_Exercise objective_. List each line of the rows below that contains the word "white". Case counts.

_Data extract_.

_ _ _ _ _

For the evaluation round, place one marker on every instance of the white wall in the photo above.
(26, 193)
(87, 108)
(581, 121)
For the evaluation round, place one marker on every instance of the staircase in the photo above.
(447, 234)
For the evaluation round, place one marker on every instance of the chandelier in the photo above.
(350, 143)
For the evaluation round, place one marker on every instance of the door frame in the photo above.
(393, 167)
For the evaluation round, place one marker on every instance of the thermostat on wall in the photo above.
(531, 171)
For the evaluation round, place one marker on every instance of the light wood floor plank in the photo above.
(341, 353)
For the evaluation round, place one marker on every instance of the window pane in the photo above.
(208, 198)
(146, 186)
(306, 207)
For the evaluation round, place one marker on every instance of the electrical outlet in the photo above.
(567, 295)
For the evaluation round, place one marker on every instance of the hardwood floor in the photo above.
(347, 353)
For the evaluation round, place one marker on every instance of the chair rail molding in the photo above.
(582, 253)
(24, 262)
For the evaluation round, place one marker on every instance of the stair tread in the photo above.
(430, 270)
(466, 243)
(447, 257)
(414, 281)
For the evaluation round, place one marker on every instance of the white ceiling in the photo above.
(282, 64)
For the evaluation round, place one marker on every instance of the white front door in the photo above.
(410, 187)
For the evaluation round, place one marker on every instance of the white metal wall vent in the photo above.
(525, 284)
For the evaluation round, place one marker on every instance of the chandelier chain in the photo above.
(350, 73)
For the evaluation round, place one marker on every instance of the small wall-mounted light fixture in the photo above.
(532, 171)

_ _ _ _ _

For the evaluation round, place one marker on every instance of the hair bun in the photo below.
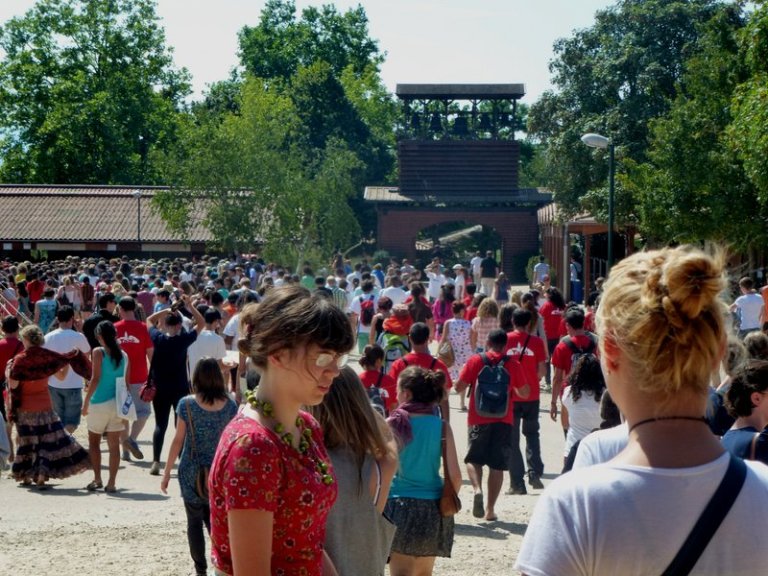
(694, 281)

_ _ _ _ _

_Solution_.
For the evaluation round, place one marker on every instance of the white wall in the photo above.
For the evaluation round, place one marker on every instance of the white ceiling in the photo above.
For the evaluation round, place one marker on every instance of the white front door in the photo above.
For the evaluation round, place one marker on every instance of the white metal wall vent in the photo above.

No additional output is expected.